**Extracted entries**
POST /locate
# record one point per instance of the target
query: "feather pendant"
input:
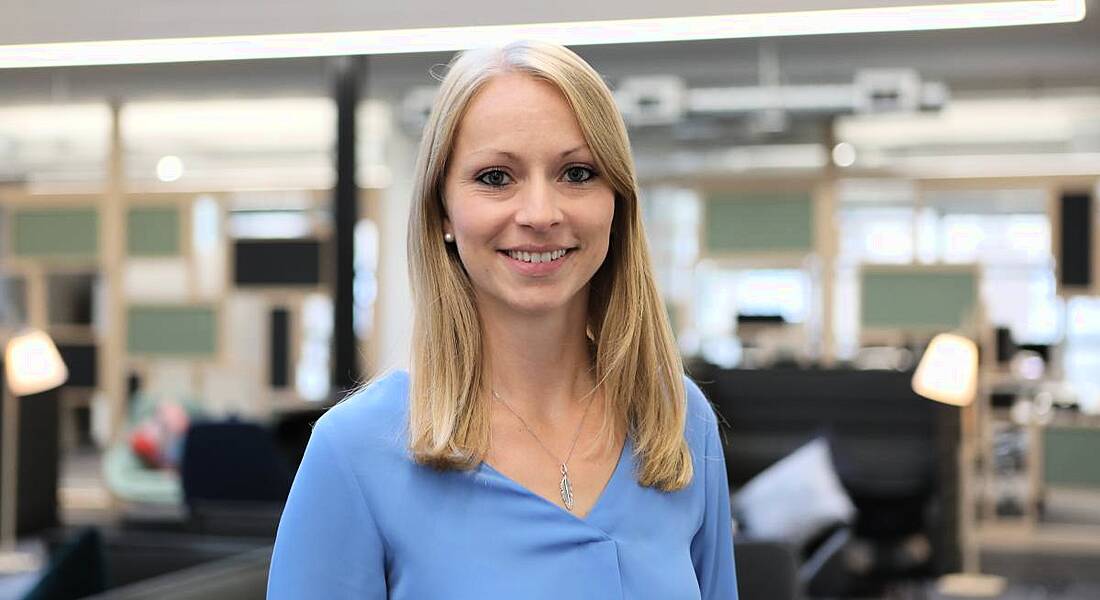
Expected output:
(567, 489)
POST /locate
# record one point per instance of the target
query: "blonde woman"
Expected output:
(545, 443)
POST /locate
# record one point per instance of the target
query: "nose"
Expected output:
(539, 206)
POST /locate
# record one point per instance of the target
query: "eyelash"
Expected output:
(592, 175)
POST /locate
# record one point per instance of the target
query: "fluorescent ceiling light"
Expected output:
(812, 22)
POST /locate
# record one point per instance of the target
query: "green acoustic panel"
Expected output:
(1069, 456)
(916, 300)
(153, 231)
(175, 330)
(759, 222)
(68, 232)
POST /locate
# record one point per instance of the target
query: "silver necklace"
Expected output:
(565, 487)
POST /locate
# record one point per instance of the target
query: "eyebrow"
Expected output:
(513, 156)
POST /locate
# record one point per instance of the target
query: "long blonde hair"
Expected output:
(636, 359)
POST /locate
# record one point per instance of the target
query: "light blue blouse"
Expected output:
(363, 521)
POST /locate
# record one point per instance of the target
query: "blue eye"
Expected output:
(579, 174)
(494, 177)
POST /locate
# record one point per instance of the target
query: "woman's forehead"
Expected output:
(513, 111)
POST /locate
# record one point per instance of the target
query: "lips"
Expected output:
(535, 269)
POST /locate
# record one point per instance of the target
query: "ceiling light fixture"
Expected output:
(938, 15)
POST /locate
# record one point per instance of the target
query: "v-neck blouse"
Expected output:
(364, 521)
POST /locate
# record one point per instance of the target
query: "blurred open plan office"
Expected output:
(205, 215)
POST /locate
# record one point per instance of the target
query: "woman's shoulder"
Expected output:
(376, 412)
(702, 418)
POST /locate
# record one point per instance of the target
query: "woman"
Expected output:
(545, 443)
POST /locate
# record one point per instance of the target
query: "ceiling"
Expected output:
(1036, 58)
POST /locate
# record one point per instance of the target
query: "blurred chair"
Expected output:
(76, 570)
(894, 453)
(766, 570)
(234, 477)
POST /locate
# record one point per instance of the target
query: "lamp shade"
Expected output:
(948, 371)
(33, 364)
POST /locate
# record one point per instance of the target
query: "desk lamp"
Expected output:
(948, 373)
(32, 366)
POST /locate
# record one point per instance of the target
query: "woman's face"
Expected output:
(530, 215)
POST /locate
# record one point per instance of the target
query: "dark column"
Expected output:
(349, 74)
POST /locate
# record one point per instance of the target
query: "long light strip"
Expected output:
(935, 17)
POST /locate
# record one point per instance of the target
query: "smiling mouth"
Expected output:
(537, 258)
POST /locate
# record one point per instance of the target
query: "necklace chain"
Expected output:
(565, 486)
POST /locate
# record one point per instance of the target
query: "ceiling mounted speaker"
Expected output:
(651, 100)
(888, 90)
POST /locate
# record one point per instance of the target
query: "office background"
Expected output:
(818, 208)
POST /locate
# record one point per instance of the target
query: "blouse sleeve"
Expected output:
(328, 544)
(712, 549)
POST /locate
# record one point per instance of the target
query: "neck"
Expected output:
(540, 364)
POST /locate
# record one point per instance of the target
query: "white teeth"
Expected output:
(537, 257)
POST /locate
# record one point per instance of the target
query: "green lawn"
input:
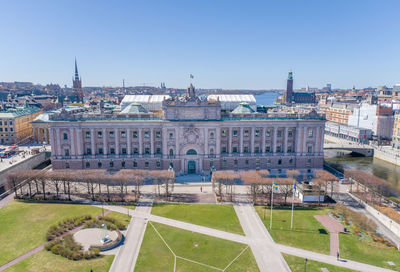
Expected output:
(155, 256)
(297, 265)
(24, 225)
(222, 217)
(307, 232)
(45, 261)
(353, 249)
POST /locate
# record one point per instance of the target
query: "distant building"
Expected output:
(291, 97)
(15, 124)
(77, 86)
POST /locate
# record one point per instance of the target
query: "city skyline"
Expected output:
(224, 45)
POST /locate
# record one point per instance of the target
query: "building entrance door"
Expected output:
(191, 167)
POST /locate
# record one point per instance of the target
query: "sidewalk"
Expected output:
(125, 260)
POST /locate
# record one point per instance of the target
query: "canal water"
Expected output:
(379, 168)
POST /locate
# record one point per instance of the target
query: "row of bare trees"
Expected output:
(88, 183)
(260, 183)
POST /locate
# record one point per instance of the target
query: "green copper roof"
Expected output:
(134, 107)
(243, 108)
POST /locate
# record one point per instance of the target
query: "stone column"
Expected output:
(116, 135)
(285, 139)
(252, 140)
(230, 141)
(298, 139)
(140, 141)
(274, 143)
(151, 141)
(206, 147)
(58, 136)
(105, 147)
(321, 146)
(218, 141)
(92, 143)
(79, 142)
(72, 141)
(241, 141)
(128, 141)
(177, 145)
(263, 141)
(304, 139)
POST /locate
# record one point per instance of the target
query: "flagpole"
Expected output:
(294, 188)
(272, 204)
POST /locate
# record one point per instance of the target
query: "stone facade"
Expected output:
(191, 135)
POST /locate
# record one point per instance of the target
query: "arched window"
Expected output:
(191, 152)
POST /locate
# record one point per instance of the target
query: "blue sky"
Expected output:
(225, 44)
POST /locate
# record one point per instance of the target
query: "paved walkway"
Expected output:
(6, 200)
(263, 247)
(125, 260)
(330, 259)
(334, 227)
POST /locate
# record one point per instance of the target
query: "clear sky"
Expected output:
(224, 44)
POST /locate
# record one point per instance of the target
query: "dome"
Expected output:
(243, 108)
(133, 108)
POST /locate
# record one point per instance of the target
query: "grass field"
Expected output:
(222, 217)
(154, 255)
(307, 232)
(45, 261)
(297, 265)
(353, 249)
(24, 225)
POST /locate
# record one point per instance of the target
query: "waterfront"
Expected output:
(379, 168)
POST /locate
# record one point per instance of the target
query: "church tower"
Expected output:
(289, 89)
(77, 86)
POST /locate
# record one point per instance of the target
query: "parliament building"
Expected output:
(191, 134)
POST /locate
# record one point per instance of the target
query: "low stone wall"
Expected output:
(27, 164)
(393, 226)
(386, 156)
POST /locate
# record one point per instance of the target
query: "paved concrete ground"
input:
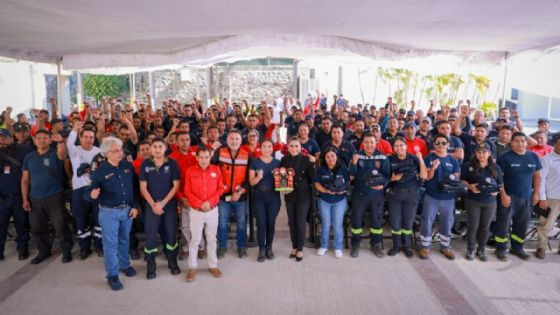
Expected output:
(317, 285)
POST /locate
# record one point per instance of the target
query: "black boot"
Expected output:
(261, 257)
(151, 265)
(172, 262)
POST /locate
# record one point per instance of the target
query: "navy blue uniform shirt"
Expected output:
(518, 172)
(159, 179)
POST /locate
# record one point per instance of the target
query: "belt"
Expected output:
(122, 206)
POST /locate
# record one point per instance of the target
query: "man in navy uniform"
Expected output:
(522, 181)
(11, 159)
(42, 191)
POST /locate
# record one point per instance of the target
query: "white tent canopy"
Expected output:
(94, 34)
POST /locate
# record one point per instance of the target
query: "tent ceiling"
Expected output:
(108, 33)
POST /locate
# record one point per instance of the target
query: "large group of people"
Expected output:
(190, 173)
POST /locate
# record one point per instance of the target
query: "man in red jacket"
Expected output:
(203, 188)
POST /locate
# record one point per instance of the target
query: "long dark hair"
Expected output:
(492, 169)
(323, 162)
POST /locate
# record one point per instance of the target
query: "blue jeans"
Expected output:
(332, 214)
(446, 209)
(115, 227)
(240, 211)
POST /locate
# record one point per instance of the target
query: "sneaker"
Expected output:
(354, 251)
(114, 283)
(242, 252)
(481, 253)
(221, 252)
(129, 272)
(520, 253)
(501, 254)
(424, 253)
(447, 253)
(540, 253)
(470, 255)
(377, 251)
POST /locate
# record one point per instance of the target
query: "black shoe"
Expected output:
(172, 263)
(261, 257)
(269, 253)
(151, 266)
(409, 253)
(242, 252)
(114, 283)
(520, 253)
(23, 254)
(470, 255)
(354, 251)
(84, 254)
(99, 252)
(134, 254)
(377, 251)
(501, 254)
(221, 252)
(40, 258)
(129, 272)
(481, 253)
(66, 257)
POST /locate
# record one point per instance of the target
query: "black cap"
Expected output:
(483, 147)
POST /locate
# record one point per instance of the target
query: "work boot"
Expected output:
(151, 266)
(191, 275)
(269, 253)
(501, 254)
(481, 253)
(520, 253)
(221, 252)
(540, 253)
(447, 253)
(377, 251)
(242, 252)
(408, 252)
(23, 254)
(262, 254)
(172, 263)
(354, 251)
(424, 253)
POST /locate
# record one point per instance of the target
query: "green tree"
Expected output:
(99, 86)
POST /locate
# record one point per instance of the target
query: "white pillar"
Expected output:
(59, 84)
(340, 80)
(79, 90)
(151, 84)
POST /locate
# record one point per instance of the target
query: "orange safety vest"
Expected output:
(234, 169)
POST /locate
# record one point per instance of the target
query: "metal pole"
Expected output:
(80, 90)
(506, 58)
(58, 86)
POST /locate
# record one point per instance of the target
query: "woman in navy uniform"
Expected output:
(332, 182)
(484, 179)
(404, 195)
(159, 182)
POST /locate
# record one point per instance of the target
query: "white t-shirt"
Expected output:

**The task**
Gather every line of the rows above that contains the string "blonde". Matching is case-sensitive.

**Solution to this exercise**
query: "blonde woman"
query: "long blonde hair"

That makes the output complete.